Copy every line of the listing exactly.
• • • • •
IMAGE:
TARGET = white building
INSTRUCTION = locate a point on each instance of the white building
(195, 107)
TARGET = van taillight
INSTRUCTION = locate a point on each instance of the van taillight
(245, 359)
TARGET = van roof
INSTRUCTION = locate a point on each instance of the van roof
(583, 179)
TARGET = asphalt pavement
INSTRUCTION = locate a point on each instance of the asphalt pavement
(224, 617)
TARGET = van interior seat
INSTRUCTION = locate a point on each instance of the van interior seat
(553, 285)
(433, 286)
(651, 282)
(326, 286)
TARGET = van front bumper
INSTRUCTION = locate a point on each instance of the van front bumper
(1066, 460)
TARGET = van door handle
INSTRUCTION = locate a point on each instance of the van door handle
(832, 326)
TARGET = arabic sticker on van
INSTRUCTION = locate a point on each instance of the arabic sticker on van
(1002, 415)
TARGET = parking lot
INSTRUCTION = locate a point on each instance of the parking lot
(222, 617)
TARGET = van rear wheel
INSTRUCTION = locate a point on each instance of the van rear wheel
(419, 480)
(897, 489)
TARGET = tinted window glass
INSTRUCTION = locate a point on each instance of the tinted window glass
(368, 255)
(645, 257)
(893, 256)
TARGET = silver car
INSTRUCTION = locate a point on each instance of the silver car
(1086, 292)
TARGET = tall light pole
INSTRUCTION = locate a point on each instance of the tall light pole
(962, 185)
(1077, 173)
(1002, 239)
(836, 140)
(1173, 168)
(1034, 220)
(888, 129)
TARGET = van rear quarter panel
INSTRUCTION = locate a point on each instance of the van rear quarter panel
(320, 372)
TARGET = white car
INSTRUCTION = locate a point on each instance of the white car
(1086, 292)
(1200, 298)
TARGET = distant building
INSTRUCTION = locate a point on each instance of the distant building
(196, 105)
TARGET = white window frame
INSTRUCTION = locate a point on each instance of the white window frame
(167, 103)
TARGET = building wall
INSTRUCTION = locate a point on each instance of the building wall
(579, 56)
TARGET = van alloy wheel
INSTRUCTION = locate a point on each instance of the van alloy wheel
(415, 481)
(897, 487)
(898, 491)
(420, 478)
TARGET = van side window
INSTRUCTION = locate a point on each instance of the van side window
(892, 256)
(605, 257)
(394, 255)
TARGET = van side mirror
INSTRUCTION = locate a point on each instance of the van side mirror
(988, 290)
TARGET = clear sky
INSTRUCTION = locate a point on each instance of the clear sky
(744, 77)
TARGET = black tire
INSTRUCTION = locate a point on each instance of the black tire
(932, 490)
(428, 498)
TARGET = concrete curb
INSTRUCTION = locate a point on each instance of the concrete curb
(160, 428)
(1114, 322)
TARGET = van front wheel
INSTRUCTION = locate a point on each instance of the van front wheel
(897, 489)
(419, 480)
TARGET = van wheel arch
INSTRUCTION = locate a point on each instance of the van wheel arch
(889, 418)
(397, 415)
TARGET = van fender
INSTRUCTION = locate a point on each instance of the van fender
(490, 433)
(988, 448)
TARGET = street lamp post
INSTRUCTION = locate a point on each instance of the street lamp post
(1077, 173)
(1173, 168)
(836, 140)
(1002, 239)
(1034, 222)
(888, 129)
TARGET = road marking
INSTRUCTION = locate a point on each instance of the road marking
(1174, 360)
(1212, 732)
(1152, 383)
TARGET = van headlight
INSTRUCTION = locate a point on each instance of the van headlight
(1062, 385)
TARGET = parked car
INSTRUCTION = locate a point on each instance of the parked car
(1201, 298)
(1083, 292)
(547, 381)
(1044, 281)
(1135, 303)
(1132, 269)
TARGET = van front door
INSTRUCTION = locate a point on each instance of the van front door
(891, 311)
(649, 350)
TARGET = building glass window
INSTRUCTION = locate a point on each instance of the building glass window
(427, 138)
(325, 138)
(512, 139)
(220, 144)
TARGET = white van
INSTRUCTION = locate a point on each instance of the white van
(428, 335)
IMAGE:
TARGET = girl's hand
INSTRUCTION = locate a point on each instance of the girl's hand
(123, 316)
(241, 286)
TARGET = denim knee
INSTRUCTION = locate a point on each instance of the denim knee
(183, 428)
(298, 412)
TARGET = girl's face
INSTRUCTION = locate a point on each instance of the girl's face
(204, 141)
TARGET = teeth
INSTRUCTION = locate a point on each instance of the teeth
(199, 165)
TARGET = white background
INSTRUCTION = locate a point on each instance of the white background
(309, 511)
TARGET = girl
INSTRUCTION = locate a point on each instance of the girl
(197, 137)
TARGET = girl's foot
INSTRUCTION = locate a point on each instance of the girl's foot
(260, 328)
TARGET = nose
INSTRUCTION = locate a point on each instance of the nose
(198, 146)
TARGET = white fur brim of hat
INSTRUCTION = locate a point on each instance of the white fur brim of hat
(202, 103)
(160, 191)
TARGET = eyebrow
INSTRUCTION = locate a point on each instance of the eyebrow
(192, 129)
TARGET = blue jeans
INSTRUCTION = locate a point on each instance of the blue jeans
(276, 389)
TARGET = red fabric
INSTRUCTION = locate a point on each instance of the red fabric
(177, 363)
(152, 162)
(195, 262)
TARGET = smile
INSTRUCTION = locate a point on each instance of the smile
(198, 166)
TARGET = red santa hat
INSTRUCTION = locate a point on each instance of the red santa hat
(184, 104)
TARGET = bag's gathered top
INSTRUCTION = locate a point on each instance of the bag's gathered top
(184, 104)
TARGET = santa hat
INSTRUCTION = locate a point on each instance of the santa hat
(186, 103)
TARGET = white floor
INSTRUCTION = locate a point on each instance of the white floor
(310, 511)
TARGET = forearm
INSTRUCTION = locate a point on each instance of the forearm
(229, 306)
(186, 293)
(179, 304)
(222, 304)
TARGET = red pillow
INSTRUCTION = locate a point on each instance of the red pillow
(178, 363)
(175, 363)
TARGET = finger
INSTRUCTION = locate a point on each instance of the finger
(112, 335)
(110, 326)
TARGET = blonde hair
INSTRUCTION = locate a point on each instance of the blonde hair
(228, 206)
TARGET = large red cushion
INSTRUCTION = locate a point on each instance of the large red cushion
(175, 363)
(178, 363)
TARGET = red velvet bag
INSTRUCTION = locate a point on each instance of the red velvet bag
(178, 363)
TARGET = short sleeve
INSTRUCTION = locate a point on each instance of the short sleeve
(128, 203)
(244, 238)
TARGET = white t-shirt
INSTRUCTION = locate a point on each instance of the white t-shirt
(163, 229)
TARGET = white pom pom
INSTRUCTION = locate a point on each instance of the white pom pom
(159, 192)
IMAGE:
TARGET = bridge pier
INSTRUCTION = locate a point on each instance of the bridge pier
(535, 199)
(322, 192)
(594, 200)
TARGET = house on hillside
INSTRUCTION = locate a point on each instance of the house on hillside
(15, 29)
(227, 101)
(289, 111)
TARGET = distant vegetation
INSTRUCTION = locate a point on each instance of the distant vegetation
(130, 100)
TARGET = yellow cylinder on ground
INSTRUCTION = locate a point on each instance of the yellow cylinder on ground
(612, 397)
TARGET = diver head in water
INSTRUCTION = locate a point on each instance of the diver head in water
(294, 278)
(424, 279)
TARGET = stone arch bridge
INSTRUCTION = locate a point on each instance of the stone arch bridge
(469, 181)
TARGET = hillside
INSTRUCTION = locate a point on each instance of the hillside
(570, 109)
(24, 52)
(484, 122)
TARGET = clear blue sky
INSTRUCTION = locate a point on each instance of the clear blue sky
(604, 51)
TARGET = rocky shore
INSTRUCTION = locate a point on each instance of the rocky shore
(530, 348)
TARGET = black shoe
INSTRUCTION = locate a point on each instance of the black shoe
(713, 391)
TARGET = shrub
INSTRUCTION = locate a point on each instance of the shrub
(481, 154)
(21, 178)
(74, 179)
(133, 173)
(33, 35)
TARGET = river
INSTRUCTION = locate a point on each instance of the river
• • • • •
### Problem solution
IMAGE:
TARGET = white building
INSTRUCTION = locate a point on each instance of the white building
(195, 107)
TARGET = van taillight
INSTRUCTION = locate a point on each instance of the van taillight
(245, 359)
TARGET = van roof
INSTRUCTION = locate a point on each instance of the van roof
(583, 179)
TARGET = asphalt pavement
INSTRUCTION = locate a point on each instance of the asphalt pavement
(224, 617)
TARGET = van interior seat
INSTRUCTION = locate a point on each instance of the van interior seat
(553, 285)
(433, 286)
(651, 282)
(326, 286)
TARGET = van front bumper
INSTRUCTION = locate a point on each instance of the van front bumper
(1066, 460)
TARGET = van door handle
INSTRUCTION = locate a point on each instance of the van door handle
(832, 326)
TARGET = arabic sticker on van
INSTRUCTION = locate a point on each instance of the arabic sticker on van
(1002, 415)
TARGET = parking lot
INSTRUCTION = locate a point on each instance of the parking lot
(222, 617)
TARGET = van rear wheel
INSTRUCTION = locate a point on each instance of the van rear wheel
(419, 480)
(897, 489)
TARGET = tinted window glass
INSTRUCTION = locate a point on each instance of the tinted window glass
(368, 255)
(645, 257)
(893, 256)
TARGET = silver car
INSTRUCTION = locate a point on each instance of the silver car
(1086, 292)
TARGET = tall light pole
INSTRUCTION = locate a point on each instance of the tall light pole
(962, 185)
(1077, 173)
(1002, 239)
(836, 140)
(1173, 168)
(1034, 220)
(888, 129)
TARGET = van rear quarter panel
INSTRUCTION = locate a point on each instance of the van rear quarter panel
(320, 372)
TARGET = white car
INSTRUCTION = locate a point on each instance of the white car
(1086, 292)
(1200, 298)
TARGET = distant building
INSTRUCTION = locate a point on each instance of the distant building
(196, 105)
TARGET = white window frame
INSTRUCTION = locate a point on each instance of the white window frame
(167, 103)
TARGET = building wall
INSTRUCTION = locate a point on each instance of the building wall
(579, 56)
TARGET = van alloy wheel
INSTRUCTION = locate a point on each instance of the van alloy wheel
(415, 481)
(897, 487)
(898, 491)
(420, 478)
TARGET = van side window
INSTRUCTION = locate a point on each instance of the van side window
(892, 256)
(605, 257)
(394, 255)
TARGET = van side mirror
INSTRUCTION = locate a point on each instance of the van side mirror
(988, 290)
TARGET = clear sky
INSTRUCTION = locate a point on each instance of the clear sky
(744, 77)
TARGET = black tire
INSTRUCTION = locate a point on each instance of the black tire
(932, 490)
(428, 498)
TARGET = concrete curb
INSTRUCTION = locate a point on each instance of the concrete curb
(160, 428)
(1114, 322)
TARGET = van front wheel
INSTRUCTION = locate a point on each instance of the van front wheel
(897, 489)
(419, 480)
TARGET = van wheel arch
INSTRUCTION = locate a point on each instance of the van wheel arch
(889, 418)
(397, 415)
TARGET = van fender
INSTRUCTION = locate a point on each instance of the van fender
(490, 433)
(988, 448)
TARGET = street lamp post
INSTRUCTION = locate a point on each instance of the street lamp post
(1077, 173)
(1173, 168)
(836, 140)
(1002, 239)
(1034, 222)
(888, 129)
TARGET = road marking
INSTRUCTION = locate a point on each instance of the road marking
(1174, 360)
(1212, 732)
(1152, 383)
TARGET = van headlight
INSTRUCTION = locate a point on each instance of the van headlight
(1062, 385)
TARGET = parked car
INSTRUCTION = locate a point on each instance of the parked car
(1201, 298)
(1083, 292)
(547, 381)
(1044, 281)
(1135, 303)
(1132, 269)
TARGET = van front door
INSTRUCTION = locate a point on each instance of the van front door
(891, 311)
(649, 350)
TARGET = building glass window
INSTRUCTION = locate a point on each instance of the building glass window
(427, 138)
(325, 138)
(512, 139)
(220, 144)
TARGET = white van
INSTRUCTION = locate a point on each instance of the white van
(428, 335)
IMAGE:
TARGET = girl's hand
INSTRUCTION = locate a point on each instance of the girl's hand
(123, 316)
(241, 286)
TARGET = denim knee
INSTRUCTION = locate a point on each instance of the denim knee
(183, 428)
(298, 412)
TARGET = girl's face
INSTRUCTION = locate a point on each instance of the girl's face
(204, 141)
TARGET = teeth
INSTRUCTION = locate a point on each instance of the teeth
(199, 165)
TARGET = white background
INSTRUCTION = locate a point on each instance of the white background
(309, 511)
TARGET = girl
INSTRUCTION = locate a point on each instance of the girl
(197, 137)
TARGET = girl's foot
INSTRUCTION = locate a point on each instance of the girl's foot
(260, 328)
TARGET = nose
INSTRUCTION = locate a point on each instance of the nose
(198, 146)
TARGET = white fur brim of hat
INSTRUCTION = locate a point on each instance of the white fur brim of hat
(202, 103)
(160, 191)
TARGET = eyebrow
INSTRUCTION = locate a point on each instance of the eyebrow
(192, 129)
TARGET = blue jeans
INSTRUCTION = locate a point on each instance of the blue jeans
(276, 389)
TARGET = red fabric
INSTRUCTION = locate a point on each instance of the red fabric
(177, 363)
(152, 162)
(195, 262)
TARGET = smile
INSTRUCTION = locate a point on each instance of the smile
(198, 166)
TARGET = red santa hat
INSTRUCTION = locate a point on each instance of the red santa hat
(184, 104)
TARGET = bag's gathered top
INSTRUCTION = locate a point on each instance of the bag's gathered top
(184, 104)
TARGET = santa hat
INSTRUCTION = locate a point on each instance of the santa hat
(186, 103)
TARGET = white floor
INSTRUCTION = locate a point on each instance of the white floor
(310, 511)
TARGET = forearm
INSTRUCTION = locate a point on each instance of the forearm
(229, 306)
(186, 293)
(179, 304)
(222, 304)
TARGET = red pillow
INSTRUCTION = locate a point on each instance of the red pillow
(178, 363)
(175, 363)
TARGET = finger
INSTRUCTION = locate a point on each instance of the finger
(112, 335)
(110, 326)
TARGET = blonde hair
INSTRUCTION = locate a point on each instance of the blonde hair
(228, 206)
TARGET = large red cushion
INSTRUCTION = locate a point on each instance of the large red cushion
(175, 363)
(178, 363)
TARGET = red velvet bag
INSTRUCTION = locate a point on each instance of the red velvet bag
(178, 363)
TARGET = short sleeve
INSTRUCTION = locate a point on each instance of the short sleeve
(128, 203)
(244, 238)
TARGET = white t-shirt
INSTRUCTION = locate a point on each instance of the white t-shirt
(163, 229)
TARGET = white pom pom
INSTRUCTION = locate a point on each instance of the white pom pom
(159, 192)
IMAGE:
TARGET = bridge pier
INSTRUCTION = locate a point on each instance of the bridge pier
(535, 199)
(322, 192)
(594, 200)
TARGET = house on hillside
INSTRUCTION = locate a point on each instance of the house on hillside
(15, 29)
(227, 101)
(289, 111)
TARGET = distant vegetation
INSTRUCTION = locate a point on each instance of the distant vegetation
(130, 100)
TARGET = yellow cylinder on ground
INSTRUCTION = locate a point on each instance of the yellow cylinder on ground
(612, 397)
TARGET = diver head in water
INSTRUCTION = locate a point on each instance of the diver head in water
(294, 278)
(424, 279)
TARGET = stone arch bridge
INSTRUCTION = locate a point on each instance of the stone arch bridge
(469, 181)
TARGET = hillside
INSTRUCTION = locate a point on each instance of the hillside
(570, 109)
(24, 52)
(484, 122)
TARGET = clear blue sky
INSTRUCTION = locate a point on each instance of the clear blue sky
(604, 51)
TARGET = rocky shore
INSTRUCTION = locate a point on each instance of the rocky shore
(530, 348)
TARGET = black shoe
INSTRUCTION = locate a point on each instance of the black shoe
(713, 391)
TARGET = shrub
INSTRUCTION = locate a point on each instance of the shrub
(481, 154)
(21, 178)
(74, 179)
(133, 173)
(33, 35)
TARGET = river
INSTRUCTION = locate a point on each instance of the river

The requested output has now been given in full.